> Records for the exercise
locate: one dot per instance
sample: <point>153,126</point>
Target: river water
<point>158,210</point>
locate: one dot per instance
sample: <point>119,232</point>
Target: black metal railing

> Prompt
Put all the rows above into a numbered list, leaving out any blank lines.

> Task answer
1. locate: one dot per instance
2. sample: <point>153,126</point>
3. Target: river water
4. <point>158,210</point>
5. locate: one dot per instance
6. sample: <point>119,232</point>
7. Target: black metal railing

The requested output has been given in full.